■ **MATERIAL SHOWN**
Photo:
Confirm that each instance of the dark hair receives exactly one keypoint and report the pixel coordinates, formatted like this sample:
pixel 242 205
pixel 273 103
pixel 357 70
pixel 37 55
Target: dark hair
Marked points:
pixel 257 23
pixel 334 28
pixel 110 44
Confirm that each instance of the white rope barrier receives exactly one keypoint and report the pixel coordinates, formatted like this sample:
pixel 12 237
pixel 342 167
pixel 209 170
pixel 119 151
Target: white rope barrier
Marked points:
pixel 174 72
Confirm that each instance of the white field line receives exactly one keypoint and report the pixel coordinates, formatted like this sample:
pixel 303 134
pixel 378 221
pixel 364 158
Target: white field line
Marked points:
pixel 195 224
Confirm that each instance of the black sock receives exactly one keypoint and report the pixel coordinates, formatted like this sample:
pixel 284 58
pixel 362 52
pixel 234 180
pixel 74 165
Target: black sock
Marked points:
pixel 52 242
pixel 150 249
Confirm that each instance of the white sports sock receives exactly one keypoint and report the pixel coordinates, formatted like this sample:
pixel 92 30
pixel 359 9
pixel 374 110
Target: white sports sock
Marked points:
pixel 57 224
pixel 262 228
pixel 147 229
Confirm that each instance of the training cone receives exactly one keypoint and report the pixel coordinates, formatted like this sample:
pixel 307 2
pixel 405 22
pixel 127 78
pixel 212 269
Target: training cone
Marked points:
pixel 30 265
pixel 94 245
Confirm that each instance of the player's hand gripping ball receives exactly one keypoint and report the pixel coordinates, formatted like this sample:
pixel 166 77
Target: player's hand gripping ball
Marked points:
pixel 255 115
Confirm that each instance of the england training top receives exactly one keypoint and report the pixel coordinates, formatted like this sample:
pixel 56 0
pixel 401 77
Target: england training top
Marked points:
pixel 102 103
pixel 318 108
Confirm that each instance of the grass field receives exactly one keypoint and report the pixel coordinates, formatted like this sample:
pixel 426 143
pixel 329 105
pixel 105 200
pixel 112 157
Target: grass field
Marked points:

■ **DESCRIPTION OF THE TASK**
Write out every one of the rows above word for word, with no changes.

■ **ANSWER**
Photo:
Confirm that each instance of the dark hair receives exactly one keypoint and report the pixel coordinates, formatted like this sample:
pixel 242 205
pixel 273 103
pixel 357 70
pixel 37 55
Target: dark hair
Marked points:
pixel 257 23
pixel 334 28
pixel 110 44
Confirm that each instance of the white rope barrier receives exactly one keypoint and report the pixel coordinates, formatted like this sample:
pixel 12 237
pixel 342 167
pixel 209 170
pixel 119 151
Target: white rope barrier
Marked points:
pixel 174 72
Confirm that each instance of the white field line receives exactly one keypoint and report the pixel coordinates, formatted like this sample:
pixel 303 134
pixel 378 221
pixel 364 158
Target: white field line
Marked points:
pixel 195 224
Confirm that each instance of the black sock receives exactly one keypoint and report the pixel coordinates, formatted like this sample:
pixel 284 58
pixel 362 52
pixel 234 180
pixel 74 165
Target: black sock
Marked points:
pixel 52 242
pixel 150 249
Confirm that each instance of the white sports sock receives exactly one keypoint and report the pixel coordinates, formatted like this sample:
pixel 92 30
pixel 359 9
pixel 374 110
Target: white sports sock
Marked points:
pixel 57 224
pixel 262 228
pixel 147 229
Confirm that each instance of the training cone receives exactly one keypoint and report the pixel coordinates, formatted like this sample:
pixel 307 2
pixel 405 22
pixel 127 78
pixel 212 269
Target: training cone
Marked points:
pixel 30 265
pixel 94 245
Confirm that each instance of the player's hand gripping ball receives exactly one keypoint and report the pixel coordinates, formatted like this sample:
pixel 166 77
Target: player's hand gripping ball
Marked points:
pixel 255 115
Confirm that each instance of the england training top receives exactly one keypoint and report the pixel coordinates, formatted like this sample:
pixel 56 0
pixel 401 77
Target: england training top
Marked points:
pixel 102 103
pixel 318 108
Confirm that each instance of the grass field receives exactly one keypoint and report the pixel coordinates, formatted like this sample:
pixel 426 143
pixel 329 105
pixel 105 200
pixel 112 157
Target: grass field
Marked points:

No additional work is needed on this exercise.